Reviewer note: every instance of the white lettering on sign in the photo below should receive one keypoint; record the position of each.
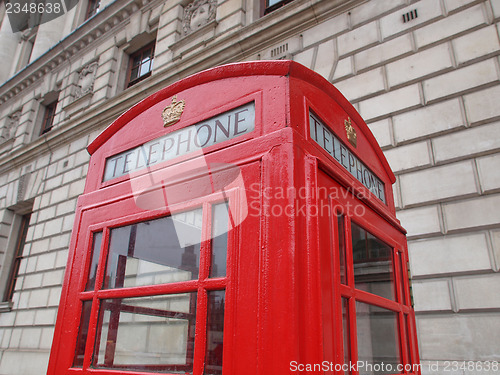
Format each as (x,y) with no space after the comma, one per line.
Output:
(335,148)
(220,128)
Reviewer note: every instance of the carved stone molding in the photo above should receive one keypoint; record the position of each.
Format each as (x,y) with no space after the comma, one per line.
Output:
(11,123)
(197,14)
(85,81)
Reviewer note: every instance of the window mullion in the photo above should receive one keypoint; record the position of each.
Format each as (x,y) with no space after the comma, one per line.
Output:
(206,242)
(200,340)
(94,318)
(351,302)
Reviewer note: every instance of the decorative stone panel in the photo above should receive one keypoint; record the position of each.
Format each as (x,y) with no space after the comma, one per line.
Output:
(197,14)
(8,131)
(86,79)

==*==

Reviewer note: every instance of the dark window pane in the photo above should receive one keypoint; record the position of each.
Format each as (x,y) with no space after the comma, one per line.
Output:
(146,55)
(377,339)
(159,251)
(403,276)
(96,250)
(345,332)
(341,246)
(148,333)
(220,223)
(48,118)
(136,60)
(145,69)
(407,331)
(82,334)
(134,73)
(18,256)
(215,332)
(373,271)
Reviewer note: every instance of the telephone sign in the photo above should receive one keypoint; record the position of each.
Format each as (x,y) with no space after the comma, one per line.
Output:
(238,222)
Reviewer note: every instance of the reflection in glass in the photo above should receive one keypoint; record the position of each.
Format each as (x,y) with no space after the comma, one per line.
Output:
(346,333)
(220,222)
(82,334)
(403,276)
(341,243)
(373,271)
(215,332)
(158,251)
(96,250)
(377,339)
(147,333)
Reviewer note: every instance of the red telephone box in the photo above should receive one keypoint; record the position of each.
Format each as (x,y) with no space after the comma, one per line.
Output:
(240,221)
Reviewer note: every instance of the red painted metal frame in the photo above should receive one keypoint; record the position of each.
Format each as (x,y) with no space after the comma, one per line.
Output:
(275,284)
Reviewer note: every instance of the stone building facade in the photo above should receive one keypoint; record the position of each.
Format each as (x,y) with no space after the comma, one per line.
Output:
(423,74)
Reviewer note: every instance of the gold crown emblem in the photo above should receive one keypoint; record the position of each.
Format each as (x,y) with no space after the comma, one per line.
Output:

==*==

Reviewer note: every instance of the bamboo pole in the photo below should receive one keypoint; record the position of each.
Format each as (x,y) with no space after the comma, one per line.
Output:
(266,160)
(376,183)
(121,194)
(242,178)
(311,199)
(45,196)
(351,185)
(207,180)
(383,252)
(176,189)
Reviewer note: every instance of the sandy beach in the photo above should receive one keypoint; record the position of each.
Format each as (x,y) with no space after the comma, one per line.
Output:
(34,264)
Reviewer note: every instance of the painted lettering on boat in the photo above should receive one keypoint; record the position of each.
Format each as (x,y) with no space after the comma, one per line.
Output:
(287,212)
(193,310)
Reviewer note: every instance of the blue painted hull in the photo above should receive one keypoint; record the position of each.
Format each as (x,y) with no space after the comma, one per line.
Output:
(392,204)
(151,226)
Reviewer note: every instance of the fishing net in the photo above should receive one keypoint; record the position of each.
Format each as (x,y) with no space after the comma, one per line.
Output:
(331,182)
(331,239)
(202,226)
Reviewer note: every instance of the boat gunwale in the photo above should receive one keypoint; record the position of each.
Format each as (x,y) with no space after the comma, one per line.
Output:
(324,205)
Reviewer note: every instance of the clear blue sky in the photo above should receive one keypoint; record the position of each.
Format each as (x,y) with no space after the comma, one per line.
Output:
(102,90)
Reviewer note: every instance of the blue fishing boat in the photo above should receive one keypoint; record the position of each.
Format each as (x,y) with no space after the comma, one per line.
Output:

==*==

Task item
In the material above, find every line that has the string "sign" and pull those lines out.

Written solution
Reviewer note: every instance of the white lettering on sign in the photo below should receive one keypoint; record the position of each.
Reviewer note: every instance of the telephone sign in the photo above should receive one keypoint; record the position of each.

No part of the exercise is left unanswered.